- TEXTO FORNECIDO -
No primeiro caso do tipo, uma fêmea de chimpanzé foi observada tomando conta de um bebê com deficiências graves em seu habitat natural. O filhote, também fêmea, e sua mãe foram descobertos por pesquisadores japoneses da Universidade de Kyoto no Parque Nacional de Mahale, na Tanzânia. Batizada de XT11, a bebê viveu por 23 meses. Ela era a sexta cria de sua mãe, Christina, de 36 anos. Fisicamente, XT11 se parecia com um chimpanzé criado em cativeiro que tinha sintomas semelhantes aos da síndrome de Down. Em artigo na revista científica Primates, os cientistas argumentam que XT11 só sobreviveu por tanto tempo graças aos cuidados da mãe, sem os quais ela teria morrido mais cedo. “A mãe respondia ao comportamento fora do comum de XT11, a suas capacidades restritas e a suas necessidades”, dizem os pesquisadores.

- LINHAS FORNECIDAS -
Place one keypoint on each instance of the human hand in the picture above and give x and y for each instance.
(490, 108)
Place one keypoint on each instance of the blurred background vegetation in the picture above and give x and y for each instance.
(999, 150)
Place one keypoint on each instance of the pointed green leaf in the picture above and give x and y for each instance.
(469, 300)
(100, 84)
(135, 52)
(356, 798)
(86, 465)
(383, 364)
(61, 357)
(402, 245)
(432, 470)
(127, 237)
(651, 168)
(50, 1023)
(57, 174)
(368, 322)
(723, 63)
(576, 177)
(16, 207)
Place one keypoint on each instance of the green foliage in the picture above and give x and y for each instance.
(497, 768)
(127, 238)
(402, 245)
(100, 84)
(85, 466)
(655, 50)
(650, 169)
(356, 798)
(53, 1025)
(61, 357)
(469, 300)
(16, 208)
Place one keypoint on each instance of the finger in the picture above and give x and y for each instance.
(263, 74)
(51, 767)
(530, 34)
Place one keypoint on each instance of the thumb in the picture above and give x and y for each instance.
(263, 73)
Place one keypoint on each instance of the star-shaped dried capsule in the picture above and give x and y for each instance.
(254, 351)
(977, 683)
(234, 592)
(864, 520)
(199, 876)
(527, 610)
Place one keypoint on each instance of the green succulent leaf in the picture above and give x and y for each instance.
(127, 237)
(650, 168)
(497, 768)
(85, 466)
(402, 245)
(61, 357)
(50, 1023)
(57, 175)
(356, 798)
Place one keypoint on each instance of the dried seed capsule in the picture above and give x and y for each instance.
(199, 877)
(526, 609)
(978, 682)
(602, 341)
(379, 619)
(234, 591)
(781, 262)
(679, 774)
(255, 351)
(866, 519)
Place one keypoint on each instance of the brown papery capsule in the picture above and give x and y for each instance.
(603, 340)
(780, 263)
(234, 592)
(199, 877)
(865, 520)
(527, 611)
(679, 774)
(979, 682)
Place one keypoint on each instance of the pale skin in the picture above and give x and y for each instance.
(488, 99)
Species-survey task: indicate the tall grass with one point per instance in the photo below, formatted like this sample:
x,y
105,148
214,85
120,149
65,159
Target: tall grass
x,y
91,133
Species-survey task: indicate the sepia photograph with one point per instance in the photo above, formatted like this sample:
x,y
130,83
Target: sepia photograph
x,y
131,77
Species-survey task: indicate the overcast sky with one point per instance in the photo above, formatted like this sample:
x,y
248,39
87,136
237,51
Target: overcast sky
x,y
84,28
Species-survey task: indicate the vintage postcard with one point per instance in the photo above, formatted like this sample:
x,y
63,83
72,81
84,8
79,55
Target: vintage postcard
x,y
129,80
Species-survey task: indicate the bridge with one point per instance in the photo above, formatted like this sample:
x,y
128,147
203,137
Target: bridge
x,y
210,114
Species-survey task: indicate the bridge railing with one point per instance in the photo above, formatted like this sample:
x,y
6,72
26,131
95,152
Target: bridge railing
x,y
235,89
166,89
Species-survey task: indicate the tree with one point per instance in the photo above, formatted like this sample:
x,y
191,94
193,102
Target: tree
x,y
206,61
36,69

- COMPLETE O SEGUINTE -
a: Relacione todos os nomes de instituições, lugares e publicações citados no texto sobre a filhote de chimpanzé.
b: De acordo com o texto sobre a filhote de chimpanzé, quantos anos tinha Christina?

- SOLUÇÕES DOS EXERCÍCIOS -
a: Universidade de Kyoto, Parque Nacional de Mahale, Tanzânia, revista Primates

b: Christina tinha 36 anos.